### Written request
Starting at the line containing "Could you point out the white" and ending at the last line of the data, write every line out again, requests included. Multiply each point coordinate in the answers by 2.6 and round to the nearest whole number, rounding halves up.

### Stored data

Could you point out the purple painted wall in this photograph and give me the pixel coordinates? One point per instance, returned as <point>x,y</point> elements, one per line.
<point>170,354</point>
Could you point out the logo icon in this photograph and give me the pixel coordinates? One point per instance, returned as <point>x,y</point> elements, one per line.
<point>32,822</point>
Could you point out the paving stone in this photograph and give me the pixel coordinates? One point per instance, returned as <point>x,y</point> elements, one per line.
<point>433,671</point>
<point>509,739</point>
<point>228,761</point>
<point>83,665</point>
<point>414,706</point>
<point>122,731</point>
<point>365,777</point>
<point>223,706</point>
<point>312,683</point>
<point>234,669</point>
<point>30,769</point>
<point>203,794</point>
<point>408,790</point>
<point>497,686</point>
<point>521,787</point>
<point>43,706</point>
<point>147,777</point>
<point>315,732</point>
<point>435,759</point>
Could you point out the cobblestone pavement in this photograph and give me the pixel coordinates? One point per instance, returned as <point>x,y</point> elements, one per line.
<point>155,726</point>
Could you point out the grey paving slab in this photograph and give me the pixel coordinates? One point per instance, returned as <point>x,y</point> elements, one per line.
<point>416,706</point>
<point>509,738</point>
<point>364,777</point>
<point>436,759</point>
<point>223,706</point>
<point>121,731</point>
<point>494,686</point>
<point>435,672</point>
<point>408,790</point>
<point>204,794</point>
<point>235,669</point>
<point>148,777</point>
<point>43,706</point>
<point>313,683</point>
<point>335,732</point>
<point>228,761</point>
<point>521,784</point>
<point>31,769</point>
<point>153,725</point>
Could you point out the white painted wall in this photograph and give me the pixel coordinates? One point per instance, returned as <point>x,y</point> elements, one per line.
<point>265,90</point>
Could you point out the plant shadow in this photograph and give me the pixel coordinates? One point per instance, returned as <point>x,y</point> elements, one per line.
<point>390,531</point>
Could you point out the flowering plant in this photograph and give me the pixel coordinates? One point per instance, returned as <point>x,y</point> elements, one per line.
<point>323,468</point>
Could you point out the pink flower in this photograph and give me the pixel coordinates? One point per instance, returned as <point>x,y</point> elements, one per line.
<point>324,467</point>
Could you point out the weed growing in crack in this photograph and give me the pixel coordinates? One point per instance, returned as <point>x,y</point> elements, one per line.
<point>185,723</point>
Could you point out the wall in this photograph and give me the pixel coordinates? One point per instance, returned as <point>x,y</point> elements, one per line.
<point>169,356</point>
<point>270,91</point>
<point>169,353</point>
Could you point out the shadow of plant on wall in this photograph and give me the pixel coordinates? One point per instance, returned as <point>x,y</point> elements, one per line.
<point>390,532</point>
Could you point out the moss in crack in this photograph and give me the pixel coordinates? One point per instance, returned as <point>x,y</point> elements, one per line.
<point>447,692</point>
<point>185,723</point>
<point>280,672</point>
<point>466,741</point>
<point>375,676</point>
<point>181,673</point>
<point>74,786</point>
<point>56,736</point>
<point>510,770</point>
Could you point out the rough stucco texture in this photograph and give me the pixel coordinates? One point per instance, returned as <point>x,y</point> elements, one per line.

### Full output
Could you point out the white painted wall in this photograph and give me the pixel coordinates? One point per instance, returned as <point>x,y</point> elements, one per line.
<point>689,234</point>
Could you point out the plant shadow in this photograph and give me the pixel coordinates? One point per instance, returned as <point>x,y</point> elements, one per line.
<point>1014,1381</point>
Could you point out the flowering plant in this photograph and give me the pixel coordinates? One point per instance, returned as <point>x,y</point> elements, one per line.
<point>840,1217</point>
Could you point out the pink flower in this photograph and give me the pixel coordinates? One point per instance, returned as <point>x,y</point> elements, one per line.
<point>842,1214</point>
Could you point out the weed growing in crack in this photograph and give me the pixel coordinates? One point per instance, returned as <point>x,y</point> elements, one per line.
<point>481,1880</point>
Could you point out the wall in this photograph and give me the pixel coordinates? One point per instance, returned as <point>x,y</point> elements, one per line.
<point>439,926</point>
<point>702,237</point>
<point>439,918</point>
Could you point out the shadow of plant on wall in this photograph and give me the pixel coordinates? One point per instance, returned as <point>x,y</point> elements, one per line.
<point>1014,1383</point>
Could you point out the moss in crack in this photograph and give me the pixel coordinates? One point per instance, returned as <point>x,y</point> elements, one per line.
<point>1162,1799</point>
<point>481,1880</point>
<point>728,1747</point>
<point>1212,1927</point>
<point>975,1758</point>
<point>471,1750</point>
<point>192,2044</point>
<point>146,1914</point>
<point>1326,2002</point>
Could you point out the rough stucco texture in this photograph and give me the pixel coordinates? One point per instance, returned as <point>x,y</point> elements, one per line.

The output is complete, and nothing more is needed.